** TEXT UNDER STUDY **
━━━

Mitigating Biases in Machine Learning

6 minute read


This article was originally written for AI Hub. See the post here.

Machine Learning (ML) is increasingly being used to simplify and automate a number of important computational tasks in modern society. From the disbursement of bank loans to job application screenings, these computer systems streamline several processes that have a considerable impact on our day to day lives. However, these artificially intelligent systems are most often devised to emulate human decision making – an inherently biased framework. For example, Microsoft’s Tay online chatbot quickly learned to tweet using racial slurs as a result of the biased online input stream (Caton and Haas 2020), and the COMPAS tool often flagged black individuals as more likely to commit a crime (even if two individuals were statistically similar with respect to many other attributes) (Flores, Bechtel and Lowenkamp 2016).

Crucially, these issues are not the product of a malevolent computer programmer instilling radical beliefs, but rather a byproduct of machines learning to optimize for a particular objective, which can inadvertently leverage underlying biases present in the data. These biases are most often the result of two (not mutually exclusive) pervasive issues in data science: bad training data and objectives that are blind to demographic (or comparable sensitive information) considerations. The former is nicely depicted again by the Tay chatbot: training on text from anonymous online forums is unfortunately not a good representation of how the general population talks. Additionally, when models are trained to optimize for an objective that ignores demographic considerations, discriminatory practices can inadvertently be learned, as was the case for the COMPAS algorithm. The algorithm was trained to predict future criminal behavior but inadvertently learned to weigh an individual’s race heavily in its decision-making process.

To provide a clearer understanding of how these ‘‘blind” objectives work, we here restrict our attention to the process of clustering data. This involves grouping objects so that those in the same cluster are more like each other than those in other clusters. Data scientists use cluster analysis to garner insight from data by merely observing which cluster a point belongs to and assuming it shares the typical properties of that group. For instance, if we represent a patient’s medical data as a set of relevant numbers such as height, weight, and age, we can visualize the data as points in a three-dimensional space. We can then use standard methods to cluster the data by identifying data points that are close together in this space. To do this, we minimize an ‘‘objective function” that measures this closeness. However, this process may inadvertently segregate men from women, as these groups are likely to be similar in terms of height and weight. This is a toy example of the inherent biases that clustering algorithms learn which can have a significant impact on the treatment that a physician provides if not recognized.

━━━

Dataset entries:
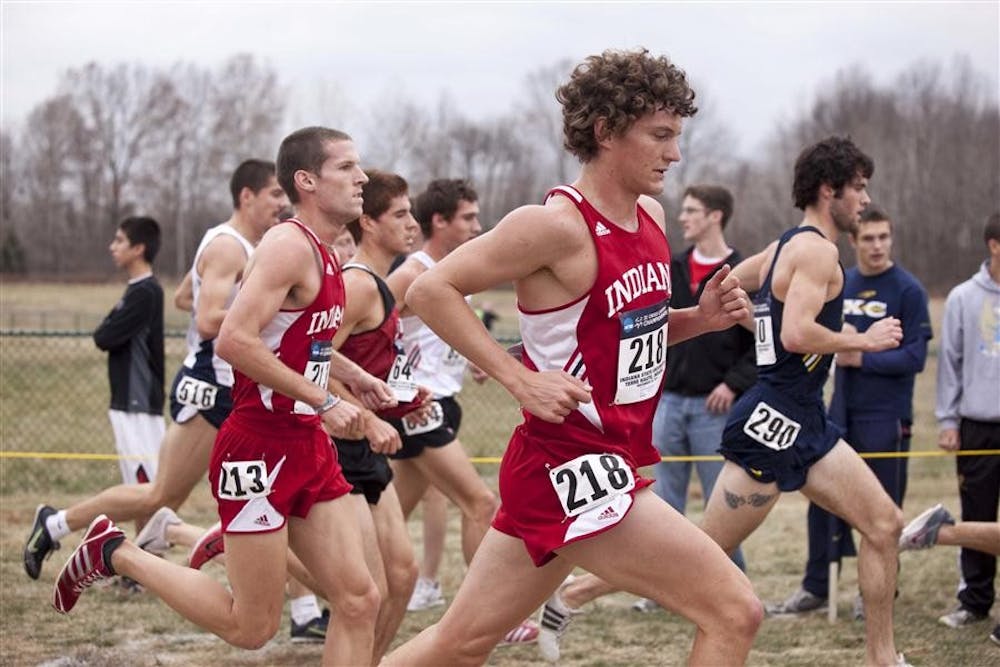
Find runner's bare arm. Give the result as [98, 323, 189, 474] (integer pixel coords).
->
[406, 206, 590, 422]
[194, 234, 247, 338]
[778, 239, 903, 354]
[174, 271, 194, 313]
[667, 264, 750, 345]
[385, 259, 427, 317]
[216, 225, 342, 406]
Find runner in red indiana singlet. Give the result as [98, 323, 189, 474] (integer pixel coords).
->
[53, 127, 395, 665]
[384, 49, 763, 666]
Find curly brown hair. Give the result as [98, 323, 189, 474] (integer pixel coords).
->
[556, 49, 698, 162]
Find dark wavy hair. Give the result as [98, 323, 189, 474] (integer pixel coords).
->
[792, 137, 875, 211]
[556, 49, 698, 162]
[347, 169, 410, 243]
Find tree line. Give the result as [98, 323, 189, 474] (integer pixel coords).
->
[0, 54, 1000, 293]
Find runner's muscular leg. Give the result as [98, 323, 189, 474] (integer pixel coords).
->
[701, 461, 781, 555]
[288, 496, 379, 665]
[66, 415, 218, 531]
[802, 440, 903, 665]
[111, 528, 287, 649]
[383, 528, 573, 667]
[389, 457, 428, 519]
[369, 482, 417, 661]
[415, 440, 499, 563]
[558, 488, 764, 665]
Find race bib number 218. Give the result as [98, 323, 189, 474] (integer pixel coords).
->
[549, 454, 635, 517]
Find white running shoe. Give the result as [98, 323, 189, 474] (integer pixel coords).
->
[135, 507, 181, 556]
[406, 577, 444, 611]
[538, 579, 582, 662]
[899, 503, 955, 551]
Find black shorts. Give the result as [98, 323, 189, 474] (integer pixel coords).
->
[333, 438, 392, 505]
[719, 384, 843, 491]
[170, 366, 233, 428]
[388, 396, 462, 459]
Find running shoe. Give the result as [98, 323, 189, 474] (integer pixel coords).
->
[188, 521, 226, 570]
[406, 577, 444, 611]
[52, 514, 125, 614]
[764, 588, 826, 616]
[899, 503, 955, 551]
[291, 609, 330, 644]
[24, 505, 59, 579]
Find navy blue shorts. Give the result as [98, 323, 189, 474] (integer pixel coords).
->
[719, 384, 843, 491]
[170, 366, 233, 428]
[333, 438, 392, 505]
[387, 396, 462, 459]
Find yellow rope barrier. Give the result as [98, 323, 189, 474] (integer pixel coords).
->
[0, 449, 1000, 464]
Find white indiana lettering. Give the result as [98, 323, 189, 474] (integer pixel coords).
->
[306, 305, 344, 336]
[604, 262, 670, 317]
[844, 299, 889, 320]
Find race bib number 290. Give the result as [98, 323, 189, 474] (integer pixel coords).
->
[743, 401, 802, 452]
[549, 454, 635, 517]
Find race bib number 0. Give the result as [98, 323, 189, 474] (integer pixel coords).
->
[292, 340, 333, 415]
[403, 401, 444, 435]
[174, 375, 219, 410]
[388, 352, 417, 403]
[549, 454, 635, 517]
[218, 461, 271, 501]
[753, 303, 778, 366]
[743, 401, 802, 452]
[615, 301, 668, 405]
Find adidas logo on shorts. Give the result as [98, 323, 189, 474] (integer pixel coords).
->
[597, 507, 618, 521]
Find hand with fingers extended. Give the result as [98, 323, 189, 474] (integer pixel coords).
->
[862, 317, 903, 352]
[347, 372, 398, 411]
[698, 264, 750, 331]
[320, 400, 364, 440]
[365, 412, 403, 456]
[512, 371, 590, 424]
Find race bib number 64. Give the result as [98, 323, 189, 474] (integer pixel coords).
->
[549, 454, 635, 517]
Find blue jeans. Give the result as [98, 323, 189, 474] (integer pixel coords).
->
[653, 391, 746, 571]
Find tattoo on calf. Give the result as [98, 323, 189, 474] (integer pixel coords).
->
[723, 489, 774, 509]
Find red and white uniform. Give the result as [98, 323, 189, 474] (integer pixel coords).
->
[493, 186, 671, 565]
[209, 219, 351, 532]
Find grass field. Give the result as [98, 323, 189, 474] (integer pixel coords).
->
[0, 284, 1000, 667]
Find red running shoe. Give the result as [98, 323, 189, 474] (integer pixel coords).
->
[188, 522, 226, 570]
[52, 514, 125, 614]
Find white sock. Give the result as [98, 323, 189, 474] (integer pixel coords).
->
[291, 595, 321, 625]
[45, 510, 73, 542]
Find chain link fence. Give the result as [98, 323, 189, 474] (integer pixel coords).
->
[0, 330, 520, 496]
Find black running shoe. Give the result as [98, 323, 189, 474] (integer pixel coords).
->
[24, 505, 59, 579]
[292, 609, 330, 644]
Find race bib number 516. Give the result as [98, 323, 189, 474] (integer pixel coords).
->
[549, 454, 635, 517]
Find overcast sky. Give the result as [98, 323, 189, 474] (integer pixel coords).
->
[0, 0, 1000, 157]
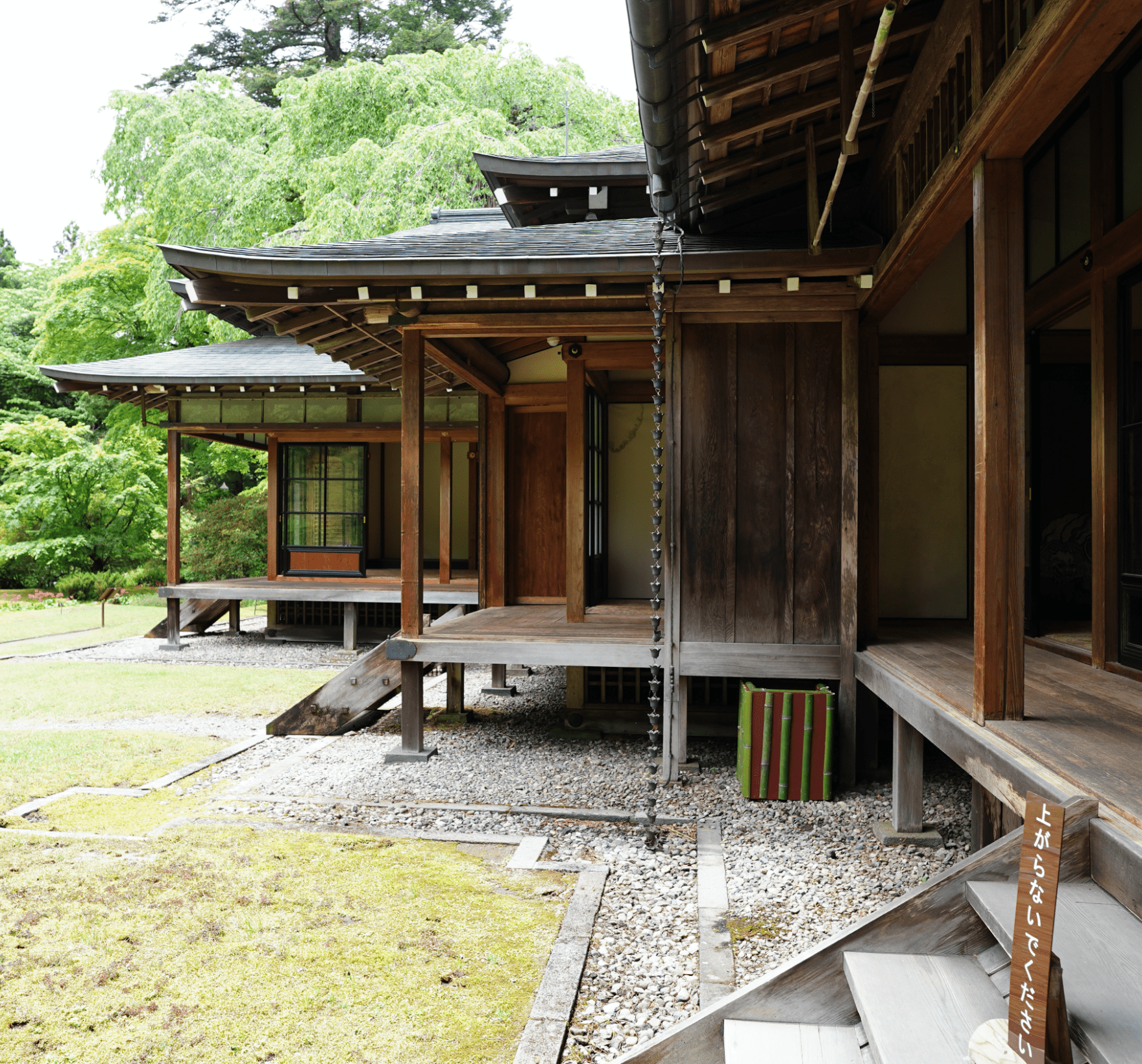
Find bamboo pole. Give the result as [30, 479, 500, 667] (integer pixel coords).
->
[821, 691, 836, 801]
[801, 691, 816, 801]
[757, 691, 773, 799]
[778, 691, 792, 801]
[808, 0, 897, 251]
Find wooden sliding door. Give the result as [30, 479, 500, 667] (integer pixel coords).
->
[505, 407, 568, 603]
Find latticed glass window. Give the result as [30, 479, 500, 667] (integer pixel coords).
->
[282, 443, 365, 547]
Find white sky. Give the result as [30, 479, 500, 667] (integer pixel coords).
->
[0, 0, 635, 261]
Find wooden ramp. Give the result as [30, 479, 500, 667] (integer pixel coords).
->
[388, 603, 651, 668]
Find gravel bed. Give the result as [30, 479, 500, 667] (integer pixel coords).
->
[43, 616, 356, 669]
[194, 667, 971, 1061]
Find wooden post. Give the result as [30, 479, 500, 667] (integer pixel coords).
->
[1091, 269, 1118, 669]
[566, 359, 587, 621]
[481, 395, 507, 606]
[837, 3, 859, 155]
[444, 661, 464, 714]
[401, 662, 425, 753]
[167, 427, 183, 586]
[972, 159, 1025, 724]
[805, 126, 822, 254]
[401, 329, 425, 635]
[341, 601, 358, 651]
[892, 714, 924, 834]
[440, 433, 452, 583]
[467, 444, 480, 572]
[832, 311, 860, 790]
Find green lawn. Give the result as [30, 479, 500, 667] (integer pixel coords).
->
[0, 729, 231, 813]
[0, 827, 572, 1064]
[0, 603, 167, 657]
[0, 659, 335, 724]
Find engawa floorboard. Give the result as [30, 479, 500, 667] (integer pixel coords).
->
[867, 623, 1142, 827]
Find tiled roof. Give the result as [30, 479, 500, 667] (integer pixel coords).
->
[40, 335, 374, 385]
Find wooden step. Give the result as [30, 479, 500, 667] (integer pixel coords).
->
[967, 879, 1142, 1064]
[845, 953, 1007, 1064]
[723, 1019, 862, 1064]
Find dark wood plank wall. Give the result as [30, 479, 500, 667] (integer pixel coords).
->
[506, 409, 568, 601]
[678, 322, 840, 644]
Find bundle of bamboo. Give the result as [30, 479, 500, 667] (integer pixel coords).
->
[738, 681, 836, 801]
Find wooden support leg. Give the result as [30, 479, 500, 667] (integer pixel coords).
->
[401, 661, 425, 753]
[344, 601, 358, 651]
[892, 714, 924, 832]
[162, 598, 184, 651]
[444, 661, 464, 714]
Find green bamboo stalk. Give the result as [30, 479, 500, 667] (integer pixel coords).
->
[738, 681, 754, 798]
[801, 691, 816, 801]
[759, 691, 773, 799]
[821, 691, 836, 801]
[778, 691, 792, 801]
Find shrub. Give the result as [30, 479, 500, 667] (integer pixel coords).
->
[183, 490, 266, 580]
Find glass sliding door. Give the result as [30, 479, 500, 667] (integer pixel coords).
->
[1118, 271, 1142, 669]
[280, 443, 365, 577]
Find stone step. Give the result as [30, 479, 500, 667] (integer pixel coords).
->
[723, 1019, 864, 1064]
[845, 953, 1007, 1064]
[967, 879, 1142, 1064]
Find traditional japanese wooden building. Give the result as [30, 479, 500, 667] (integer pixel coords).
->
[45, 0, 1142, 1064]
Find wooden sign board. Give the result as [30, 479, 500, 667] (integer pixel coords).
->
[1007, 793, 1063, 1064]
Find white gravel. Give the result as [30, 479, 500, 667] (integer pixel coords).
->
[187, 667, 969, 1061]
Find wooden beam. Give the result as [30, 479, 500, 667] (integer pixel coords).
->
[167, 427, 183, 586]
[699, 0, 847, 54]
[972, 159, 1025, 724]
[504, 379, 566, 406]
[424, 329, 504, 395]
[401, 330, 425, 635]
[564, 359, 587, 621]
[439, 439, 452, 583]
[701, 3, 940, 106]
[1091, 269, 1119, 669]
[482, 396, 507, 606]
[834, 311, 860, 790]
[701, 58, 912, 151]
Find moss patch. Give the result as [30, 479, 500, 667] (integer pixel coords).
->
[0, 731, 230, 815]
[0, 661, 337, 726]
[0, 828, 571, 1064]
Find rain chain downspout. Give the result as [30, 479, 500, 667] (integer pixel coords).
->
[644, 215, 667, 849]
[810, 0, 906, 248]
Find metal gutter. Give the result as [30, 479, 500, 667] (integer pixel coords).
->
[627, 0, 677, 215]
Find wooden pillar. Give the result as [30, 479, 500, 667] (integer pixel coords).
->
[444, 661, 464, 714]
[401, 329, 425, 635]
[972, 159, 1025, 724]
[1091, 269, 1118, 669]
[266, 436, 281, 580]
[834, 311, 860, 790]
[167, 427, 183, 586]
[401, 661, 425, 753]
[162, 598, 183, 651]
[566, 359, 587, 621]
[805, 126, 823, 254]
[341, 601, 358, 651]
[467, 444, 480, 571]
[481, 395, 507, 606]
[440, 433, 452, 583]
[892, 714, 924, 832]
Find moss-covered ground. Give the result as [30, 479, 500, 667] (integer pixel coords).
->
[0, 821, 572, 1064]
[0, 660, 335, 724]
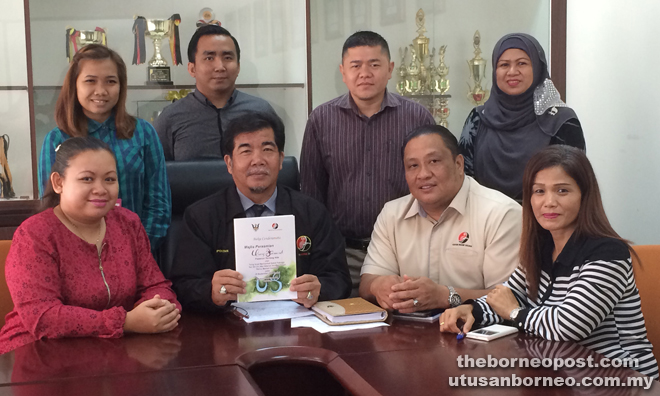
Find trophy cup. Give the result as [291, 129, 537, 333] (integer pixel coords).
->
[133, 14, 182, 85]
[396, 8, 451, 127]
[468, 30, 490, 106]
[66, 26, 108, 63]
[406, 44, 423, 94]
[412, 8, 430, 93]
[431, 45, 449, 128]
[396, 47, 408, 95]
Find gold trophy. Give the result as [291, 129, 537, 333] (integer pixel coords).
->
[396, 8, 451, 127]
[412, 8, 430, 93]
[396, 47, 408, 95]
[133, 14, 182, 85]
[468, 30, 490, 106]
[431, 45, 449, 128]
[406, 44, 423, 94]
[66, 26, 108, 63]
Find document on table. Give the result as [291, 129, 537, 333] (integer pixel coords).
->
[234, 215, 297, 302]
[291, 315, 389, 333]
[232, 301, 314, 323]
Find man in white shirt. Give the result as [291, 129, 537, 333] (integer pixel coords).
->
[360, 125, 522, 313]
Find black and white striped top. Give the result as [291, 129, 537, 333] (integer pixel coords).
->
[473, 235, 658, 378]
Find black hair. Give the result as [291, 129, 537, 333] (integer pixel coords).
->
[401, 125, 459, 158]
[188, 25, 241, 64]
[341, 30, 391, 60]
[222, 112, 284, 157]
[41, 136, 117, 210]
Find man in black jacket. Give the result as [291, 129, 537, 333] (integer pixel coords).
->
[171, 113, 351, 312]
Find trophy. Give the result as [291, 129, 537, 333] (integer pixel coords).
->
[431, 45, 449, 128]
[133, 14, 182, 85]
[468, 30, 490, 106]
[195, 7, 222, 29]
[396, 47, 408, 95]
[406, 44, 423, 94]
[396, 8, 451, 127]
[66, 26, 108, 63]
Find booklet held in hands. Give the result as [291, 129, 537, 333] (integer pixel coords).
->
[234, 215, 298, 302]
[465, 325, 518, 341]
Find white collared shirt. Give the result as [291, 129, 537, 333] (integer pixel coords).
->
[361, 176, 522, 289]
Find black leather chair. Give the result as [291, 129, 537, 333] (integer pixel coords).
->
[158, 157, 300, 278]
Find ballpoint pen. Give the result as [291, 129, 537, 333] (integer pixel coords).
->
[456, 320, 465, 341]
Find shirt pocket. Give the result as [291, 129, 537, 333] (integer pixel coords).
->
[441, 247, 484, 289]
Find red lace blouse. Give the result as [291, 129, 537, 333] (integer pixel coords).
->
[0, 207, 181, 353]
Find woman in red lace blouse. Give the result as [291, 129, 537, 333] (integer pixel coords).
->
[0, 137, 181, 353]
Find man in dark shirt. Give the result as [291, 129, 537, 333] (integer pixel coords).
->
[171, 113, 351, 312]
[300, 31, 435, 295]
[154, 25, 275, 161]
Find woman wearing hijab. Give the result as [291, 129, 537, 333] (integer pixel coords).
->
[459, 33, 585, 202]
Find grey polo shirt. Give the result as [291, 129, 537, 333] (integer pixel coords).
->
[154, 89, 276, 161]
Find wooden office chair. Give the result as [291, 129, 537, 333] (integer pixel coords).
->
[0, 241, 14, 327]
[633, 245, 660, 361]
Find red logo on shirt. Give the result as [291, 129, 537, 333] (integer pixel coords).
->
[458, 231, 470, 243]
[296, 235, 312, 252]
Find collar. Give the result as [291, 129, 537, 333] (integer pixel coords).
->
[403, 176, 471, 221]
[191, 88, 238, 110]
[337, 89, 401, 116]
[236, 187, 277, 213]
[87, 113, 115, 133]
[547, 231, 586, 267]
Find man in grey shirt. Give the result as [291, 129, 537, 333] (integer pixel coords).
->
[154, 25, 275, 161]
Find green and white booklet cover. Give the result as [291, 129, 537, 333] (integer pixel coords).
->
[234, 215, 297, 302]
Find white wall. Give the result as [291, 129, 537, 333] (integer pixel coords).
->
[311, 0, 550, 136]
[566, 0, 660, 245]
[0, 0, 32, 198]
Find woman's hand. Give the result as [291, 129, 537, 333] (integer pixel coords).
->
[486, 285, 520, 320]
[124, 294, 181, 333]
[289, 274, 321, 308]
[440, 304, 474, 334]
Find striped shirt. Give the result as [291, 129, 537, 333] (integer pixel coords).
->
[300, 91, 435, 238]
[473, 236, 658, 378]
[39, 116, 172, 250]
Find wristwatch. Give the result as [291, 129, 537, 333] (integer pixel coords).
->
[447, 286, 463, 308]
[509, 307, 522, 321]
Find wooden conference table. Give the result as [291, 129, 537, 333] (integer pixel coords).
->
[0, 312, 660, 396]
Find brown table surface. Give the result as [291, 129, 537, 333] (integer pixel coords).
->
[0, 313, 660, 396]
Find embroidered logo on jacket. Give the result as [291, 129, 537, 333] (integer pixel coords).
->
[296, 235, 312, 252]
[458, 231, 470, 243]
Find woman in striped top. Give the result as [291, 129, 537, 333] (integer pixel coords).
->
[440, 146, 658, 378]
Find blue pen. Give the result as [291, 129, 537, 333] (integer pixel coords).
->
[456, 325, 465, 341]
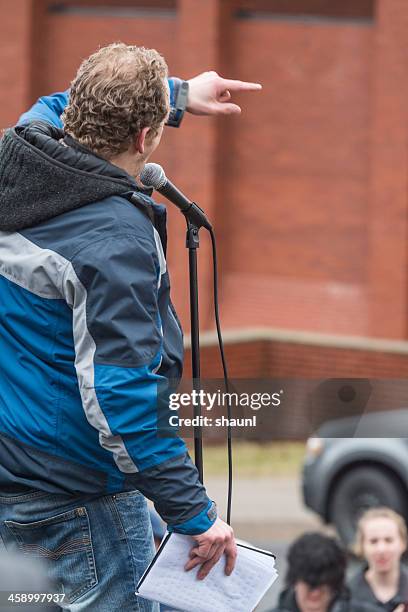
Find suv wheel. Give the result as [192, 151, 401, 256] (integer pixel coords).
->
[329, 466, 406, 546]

━━━

** TASK GOAL **
Write a continuation of the article on mitigating biases in machine learning, starting right after its final sentence. The items are not needed for this.

** ANSWER BOX **
While under-representative data has a (somewhat) clean solution in improved collection procedures, mitigating bias as a result of objective minimization is less clear. In an effort to counteract this issue, researchers have recently turned to propose algorithms that ensure some quantified form of ‘‘fair representation” at the cost of a degradation in the optimality of a clustering. Consider the following figure that depicts a traditional clustering result versus what one would deem ‘‘fair”, where the two colors are representative of some protected attribute such as gender or race. We see that the standard (blind) solution may yield clusters of data points that disproportionately segregate the data based on an implicit attribute, leading to potentially discriminatory or even illegal behavior by the algorithm. A more desirable solution in practice might yield clusters that contain equal representation of the two protected attributes while also mitigating the intra-cluster distances between data points.


In essence, balancing solutions that minimize our objective with those that yield equal representation is the crux of modern fair clustering work. While in the past few years a considerable number of studies have examined fair flat clustering (partition data into disjoint clusters), the major problem of hierarchical clustering has been largely neglected. Like the flat variant depicted above, hierarchical starts with a collection of data points whose similarity is measured as the distance between points – the closer two points are, the more similar. Now to build a hierarchy, we first let each point be its own cluster and subsequently merge these with neighboring clusters up to a certain size. We can then repeat this process on our enlarged groupings until we are left with one that encompasses all our data. A major advantage here is that we do not need to impose a restriction on the number of clusters on the data, rather we try to group things at a wide variety of granularities. For this reason, hierarchical clustering is common in the division of a geographic region or for phylogenetic trees.

In our recent work (Knittel, et al. 2023), we examine the notion of fairness in hierarchical clustering due to its pervasive utility in data science. Specifically, we demonstrate that a relatively intuitive algorithm that strategically folds clusters onto one another according to their protected attribute representations can produce a fair clustering with only a modest decrease in the optimality of the solution (as measured by the objective function). Such results are highly nontrivial as well as vital to demonstrating the utility of fairness constraints.

Although technological innovation is accelerating daily, it is important to be cognizant of, and mitigate, potentially harmful algorithmic practices that can perpetuate biases. We hope that our work serves as further proof of concept that incorporating fairness constraints or demographic information into the optimization process can reduce biases in ML models without significantly sacrificing performance – a result that is critical where automated decision-making can have a harmful impact.